* [SHORT TASK] Transcribe each entry below exactly. Pictures do not go in the copy.

.....

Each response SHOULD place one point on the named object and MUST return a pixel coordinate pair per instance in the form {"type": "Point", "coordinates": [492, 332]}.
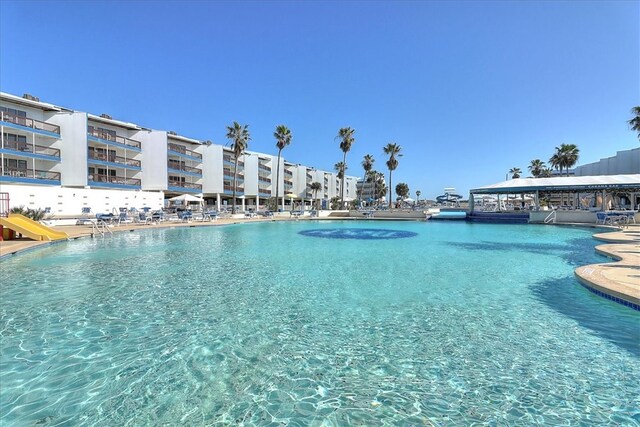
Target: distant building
{"type": "Point", "coordinates": [624, 162]}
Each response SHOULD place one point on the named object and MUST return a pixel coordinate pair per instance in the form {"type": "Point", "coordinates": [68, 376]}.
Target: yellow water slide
{"type": "Point", "coordinates": [30, 228]}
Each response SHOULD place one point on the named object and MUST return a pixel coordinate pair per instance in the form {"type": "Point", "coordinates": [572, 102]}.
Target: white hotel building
{"type": "Point", "coordinates": [67, 161]}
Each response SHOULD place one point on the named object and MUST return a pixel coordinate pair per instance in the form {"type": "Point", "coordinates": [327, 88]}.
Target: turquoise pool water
{"type": "Point", "coordinates": [257, 324]}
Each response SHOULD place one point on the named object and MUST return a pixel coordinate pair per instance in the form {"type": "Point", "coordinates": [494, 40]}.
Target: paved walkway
{"type": "Point", "coordinates": [619, 280]}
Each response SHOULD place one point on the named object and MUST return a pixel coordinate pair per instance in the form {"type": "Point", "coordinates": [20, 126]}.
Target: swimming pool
{"type": "Point", "coordinates": [442, 323]}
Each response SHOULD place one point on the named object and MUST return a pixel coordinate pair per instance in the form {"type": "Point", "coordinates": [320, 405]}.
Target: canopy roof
{"type": "Point", "coordinates": [186, 198]}
{"type": "Point", "coordinates": [563, 183]}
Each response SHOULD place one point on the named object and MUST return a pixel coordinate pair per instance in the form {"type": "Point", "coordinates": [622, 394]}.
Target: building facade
{"type": "Point", "coordinates": [44, 146]}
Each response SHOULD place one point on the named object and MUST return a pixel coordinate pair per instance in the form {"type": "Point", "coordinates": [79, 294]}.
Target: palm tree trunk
{"type": "Point", "coordinates": [390, 191]}
{"type": "Point", "coordinates": [235, 184]}
{"type": "Point", "coordinates": [278, 180]}
{"type": "Point", "coordinates": [344, 165]}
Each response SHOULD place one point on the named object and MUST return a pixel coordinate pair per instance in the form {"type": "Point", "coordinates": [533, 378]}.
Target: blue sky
{"type": "Point", "coordinates": [469, 89]}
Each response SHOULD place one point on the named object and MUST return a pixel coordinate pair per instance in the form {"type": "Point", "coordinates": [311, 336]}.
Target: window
{"type": "Point", "coordinates": [14, 112]}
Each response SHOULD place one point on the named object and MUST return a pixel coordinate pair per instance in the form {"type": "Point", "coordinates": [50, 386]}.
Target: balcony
{"type": "Point", "coordinates": [228, 160]}
{"type": "Point", "coordinates": [179, 149]}
{"type": "Point", "coordinates": [112, 158]}
{"type": "Point", "coordinates": [29, 123]}
{"type": "Point", "coordinates": [27, 147]}
{"type": "Point", "coordinates": [108, 137]}
{"type": "Point", "coordinates": [230, 188]}
{"type": "Point", "coordinates": [113, 179]}
{"type": "Point", "coordinates": [31, 174]}
{"type": "Point", "coordinates": [184, 168]}
{"type": "Point", "coordinates": [189, 185]}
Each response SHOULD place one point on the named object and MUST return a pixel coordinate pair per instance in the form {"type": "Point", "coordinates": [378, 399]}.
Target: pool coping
{"type": "Point", "coordinates": [618, 281]}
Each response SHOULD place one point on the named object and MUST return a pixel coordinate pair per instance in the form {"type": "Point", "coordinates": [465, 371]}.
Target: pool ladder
{"type": "Point", "coordinates": [100, 227]}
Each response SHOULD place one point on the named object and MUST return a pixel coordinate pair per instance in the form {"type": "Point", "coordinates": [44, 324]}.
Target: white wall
{"type": "Point", "coordinates": [73, 150]}
{"type": "Point", "coordinates": [154, 159]}
{"type": "Point", "coordinates": [70, 201]}
{"type": "Point", "coordinates": [212, 157]}
{"type": "Point", "coordinates": [250, 174]}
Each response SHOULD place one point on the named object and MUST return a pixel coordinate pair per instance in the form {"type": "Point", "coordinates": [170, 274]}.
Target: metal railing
{"type": "Point", "coordinates": [27, 147]}
{"type": "Point", "coordinates": [123, 180]}
{"type": "Point", "coordinates": [30, 173]}
{"type": "Point", "coordinates": [113, 159]}
{"type": "Point", "coordinates": [173, 183]}
{"type": "Point", "coordinates": [230, 188]}
{"type": "Point", "coordinates": [184, 168]}
{"type": "Point", "coordinates": [106, 136]}
{"type": "Point", "coordinates": [30, 123]}
{"type": "Point", "coordinates": [183, 150]}
{"type": "Point", "coordinates": [229, 160]}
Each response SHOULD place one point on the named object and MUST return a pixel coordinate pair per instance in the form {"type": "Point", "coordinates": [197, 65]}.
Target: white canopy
{"type": "Point", "coordinates": [186, 198]}
{"type": "Point", "coordinates": [562, 183]}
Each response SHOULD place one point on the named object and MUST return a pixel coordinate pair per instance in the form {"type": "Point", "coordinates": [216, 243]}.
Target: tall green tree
{"type": "Point", "coordinates": [402, 190]}
{"type": "Point", "coordinates": [535, 167]}
{"type": "Point", "coordinates": [367, 165]}
{"type": "Point", "coordinates": [239, 137]}
{"type": "Point", "coordinates": [634, 123]}
{"type": "Point", "coordinates": [515, 173]}
{"type": "Point", "coordinates": [393, 151]}
{"type": "Point", "coordinates": [315, 187]}
{"type": "Point", "coordinates": [283, 138]}
{"type": "Point", "coordinates": [345, 135]}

.....

* [COMPLETE RESPONSE]
Each response SHOULD place one point on the named object and MUST return a pixel coordinate pair per instance in the form {"type": "Point", "coordinates": [492, 332]}.
Target: distant building
{"type": "Point", "coordinates": [624, 162]}
Each response SHOULD place one point on the named object and MUST return a pixel coordinate pair per instance in the form {"type": "Point", "coordinates": [68, 376]}.
Target: yellow water slide
{"type": "Point", "coordinates": [30, 228]}
Each response SHOULD place one point on the named object and MUST return a pixel coordinate pair per instance in the form {"type": "Point", "coordinates": [572, 102]}.
Target: white hotel building
{"type": "Point", "coordinates": [67, 161]}
Each response SHOULD place one point on the named object and MUST return a pixel coordinate pair per instance in the form {"type": "Point", "coordinates": [327, 88]}.
Target: turquoise pool water
{"type": "Point", "coordinates": [257, 324]}
Each response SHOULD place one point on the named object and MUST return a pixel coordinate pair per instance in the form {"type": "Point", "coordinates": [494, 40]}.
Target: paved walkway
{"type": "Point", "coordinates": [619, 280]}
Each response SHOULD place one point on the named object and MUST return a pixel coordinate pair per instance in the form {"type": "Point", "coordinates": [20, 126]}.
Target: swimming pool
{"type": "Point", "coordinates": [442, 323]}
Each response SHOULD place one point on the named object and MUST return a pixel coordinate pair per instance in the form {"type": "Point", "coordinates": [320, 405]}.
Target: canopy roof
{"type": "Point", "coordinates": [186, 198]}
{"type": "Point", "coordinates": [563, 183]}
Each response SHOULD place one point on the named object and MUST return a pixel coordinate pair per instance in the form {"type": "Point", "coordinates": [622, 394]}.
Target: building facade
{"type": "Point", "coordinates": [44, 146]}
Each response SHOULD place one point on the named object and MUST return a pixel coordinate pair per instance in the form {"type": "Point", "coordinates": [79, 294]}.
Target: palm tree trunk
{"type": "Point", "coordinates": [390, 191]}
{"type": "Point", "coordinates": [235, 184]}
{"type": "Point", "coordinates": [278, 180]}
{"type": "Point", "coordinates": [344, 165]}
Each response SHOULD place one point on the named object and MUST return a pixel coordinate pair per instance in the form {"type": "Point", "coordinates": [533, 378]}.
Target: blue sky
{"type": "Point", "coordinates": [469, 89]}
Each response SHOULD place one point on the named object and MUST return a pixel coordinate pair per instance in the form {"type": "Point", "coordinates": [311, 336]}.
Target: window
{"type": "Point", "coordinates": [14, 112]}
Each response SHOULD place one point on the named object and MUST return a pixel coordinate pair per instance in the form {"type": "Point", "coordinates": [50, 386]}.
Target: balcony
{"type": "Point", "coordinates": [228, 160]}
{"type": "Point", "coordinates": [179, 149]}
{"type": "Point", "coordinates": [112, 158]}
{"type": "Point", "coordinates": [29, 123]}
{"type": "Point", "coordinates": [27, 147]}
{"type": "Point", "coordinates": [108, 137]}
{"type": "Point", "coordinates": [230, 188]}
{"type": "Point", "coordinates": [113, 179]}
{"type": "Point", "coordinates": [31, 174]}
{"type": "Point", "coordinates": [184, 168]}
{"type": "Point", "coordinates": [189, 185]}
Each response SHOULD place one point on the named object and MUST return a pixel coordinate pair per instance in the form {"type": "Point", "coordinates": [378, 399]}.
Target: pool coping
{"type": "Point", "coordinates": [618, 281]}
Each response SHOULD place one point on the named object and MUST return a pixel coordinate pair per instance in the form {"type": "Point", "coordinates": [465, 371]}.
Target: pool ladder
{"type": "Point", "coordinates": [100, 227]}
Each response SHOULD place one point on the named object and MUST return a pixel coordinate pair per instance in the form {"type": "Point", "coordinates": [44, 324]}.
Target: white wall
{"type": "Point", "coordinates": [73, 150]}
{"type": "Point", "coordinates": [154, 159]}
{"type": "Point", "coordinates": [70, 201]}
{"type": "Point", "coordinates": [212, 157]}
{"type": "Point", "coordinates": [250, 174]}
Each response SHOULD place one point on the named object and MUST return a pixel coordinate pair per instance in the form {"type": "Point", "coordinates": [170, 274]}.
Target: metal railing
{"type": "Point", "coordinates": [27, 147]}
{"type": "Point", "coordinates": [123, 180]}
{"type": "Point", "coordinates": [30, 173]}
{"type": "Point", "coordinates": [113, 159]}
{"type": "Point", "coordinates": [173, 183]}
{"type": "Point", "coordinates": [230, 188]}
{"type": "Point", "coordinates": [184, 168]}
{"type": "Point", "coordinates": [106, 136]}
{"type": "Point", "coordinates": [30, 123]}
{"type": "Point", "coordinates": [183, 150]}
{"type": "Point", "coordinates": [229, 160]}
Each response SHOULD place one point on the named object and MUST return a pixel coordinate pair per instance in the form {"type": "Point", "coordinates": [197, 65]}.
Target: white canopy
{"type": "Point", "coordinates": [186, 198]}
{"type": "Point", "coordinates": [562, 183]}
Each response SHOULD place one point on the named object and MUST return a pixel coordinate pair per instance in the form {"type": "Point", "coordinates": [216, 243]}.
Target: tall green tree
{"type": "Point", "coordinates": [402, 190]}
{"type": "Point", "coordinates": [535, 167]}
{"type": "Point", "coordinates": [367, 165]}
{"type": "Point", "coordinates": [239, 137]}
{"type": "Point", "coordinates": [634, 123]}
{"type": "Point", "coordinates": [515, 173]}
{"type": "Point", "coordinates": [393, 151]}
{"type": "Point", "coordinates": [315, 187]}
{"type": "Point", "coordinates": [283, 138]}
{"type": "Point", "coordinates": [345, 135]}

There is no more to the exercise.